● Task description
Extract all data as written.

(Collected data)
*** Block opens ***

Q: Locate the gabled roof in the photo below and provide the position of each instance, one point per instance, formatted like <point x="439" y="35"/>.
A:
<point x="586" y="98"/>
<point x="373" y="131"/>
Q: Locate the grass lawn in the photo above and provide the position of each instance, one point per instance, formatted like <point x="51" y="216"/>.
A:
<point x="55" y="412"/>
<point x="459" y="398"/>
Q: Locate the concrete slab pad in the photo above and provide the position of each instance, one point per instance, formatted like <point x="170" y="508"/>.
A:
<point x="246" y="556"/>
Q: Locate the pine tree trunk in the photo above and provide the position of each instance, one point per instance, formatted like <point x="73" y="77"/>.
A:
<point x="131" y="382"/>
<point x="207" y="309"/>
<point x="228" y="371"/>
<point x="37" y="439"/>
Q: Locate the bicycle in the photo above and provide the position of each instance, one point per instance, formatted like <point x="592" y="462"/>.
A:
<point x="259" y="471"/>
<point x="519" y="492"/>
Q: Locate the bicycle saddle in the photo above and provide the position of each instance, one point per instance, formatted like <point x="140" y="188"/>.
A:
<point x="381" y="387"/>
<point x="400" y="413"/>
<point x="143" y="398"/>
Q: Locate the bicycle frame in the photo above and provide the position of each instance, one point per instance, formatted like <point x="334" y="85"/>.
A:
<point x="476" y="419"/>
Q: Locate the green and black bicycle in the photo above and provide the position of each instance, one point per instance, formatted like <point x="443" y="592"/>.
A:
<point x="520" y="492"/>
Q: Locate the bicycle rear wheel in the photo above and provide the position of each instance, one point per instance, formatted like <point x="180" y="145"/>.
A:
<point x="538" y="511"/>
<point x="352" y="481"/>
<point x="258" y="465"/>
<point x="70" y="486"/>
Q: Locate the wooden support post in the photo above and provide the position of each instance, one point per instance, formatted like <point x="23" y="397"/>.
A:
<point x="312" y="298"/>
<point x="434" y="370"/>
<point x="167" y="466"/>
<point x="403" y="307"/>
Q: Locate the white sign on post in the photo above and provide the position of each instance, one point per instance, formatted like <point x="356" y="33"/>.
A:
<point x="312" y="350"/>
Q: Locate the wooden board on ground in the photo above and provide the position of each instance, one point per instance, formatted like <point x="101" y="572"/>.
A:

*** Block closes ***

● Response to the exercise
Q: Locate the gabled roof in the photo below and provide the position of each instance, one point per instance, formatted like <point x="439" y="35"/>.
A:
<point x="586" y="98"/>
<point x="373" y="131"/>
Q: Locate the grass lawn in the photo above and provide the position of each instance, one point per instance, formatted like <point x="51" y="216"/>.
A:
<point x="55" y="412"/>
<point x="459" y="398"/>
Q: Locate the concrete slab pad in the photo above and provide the position of each instance, one point per instance, formatted like <point x="170" y="508"/>.
A:
<point x="246" y="556"/>
Q: Locate the pine tree trunk in the photo above and provide the position of each instance, one point per instance, formatted like <point x="73" y="77"/>.
A:
<point x="131" y="382"/>
<point x="207" y="309"/>
<point x="228" y="371"/>
<point x="37" y="439"/>
Q: Locate the bicycle in the photo above and provide the position of each instance, one point per instance, formatted like <point x="592" y="462"/>.
A:
<point x="259" y="471"/>
<point x="519" y="492"/>
Q: Locate the bicycle saddle in the photo above and provide the position of each instance, one point per instance, formatted like <point x="140" y="188"/>.
A:
<point x="381" y="387"/>
<point x="400" y="413"/>
<point x="143" y="398"/>
Q: Locate the bicycle frame in the photo above and provide the position of each instance, one point per instance, formatted like <point x="334" y="85"/>.
A:
<point x="476" y="419"/>
Q: Locate the green and black bicycle in the photo above and provide the position of each instance, one point per instance, formatted like <point x="443" y="592"/>.
A:
<point x="520" y="492"/>
Q: Locate the bicycle rear wheel in the photo above and provide the position of each instance, one point per instance, formatted like <point x="180" y="145"/>.
A:
<point x="538" y="511"/>
<point x="352" y="481"/>
<point x="258" y="465"/>
<point x="70" y="486"/>
Q: Locate the wooden support post in the photo above and provide the position of each instance, one point per instance, formatted like <point x="23" y="397"/>.
A:
<point x="312" y="298"/>
<point x="434" y="370"/>
<point x="167" y="466"/>
<point x="403" y="307"/>
Q: Locate the white sign on post in the photo above and provide the position of each instance, one point per instance, formatted like <point x="356" y="33"/>.
A:
<point x="312" y="350"/>
Q: Locate the wooden board on ground in the photo above and provide the position of each instance, one point per instance, formatted like <point x="101" y="572"/>.
A:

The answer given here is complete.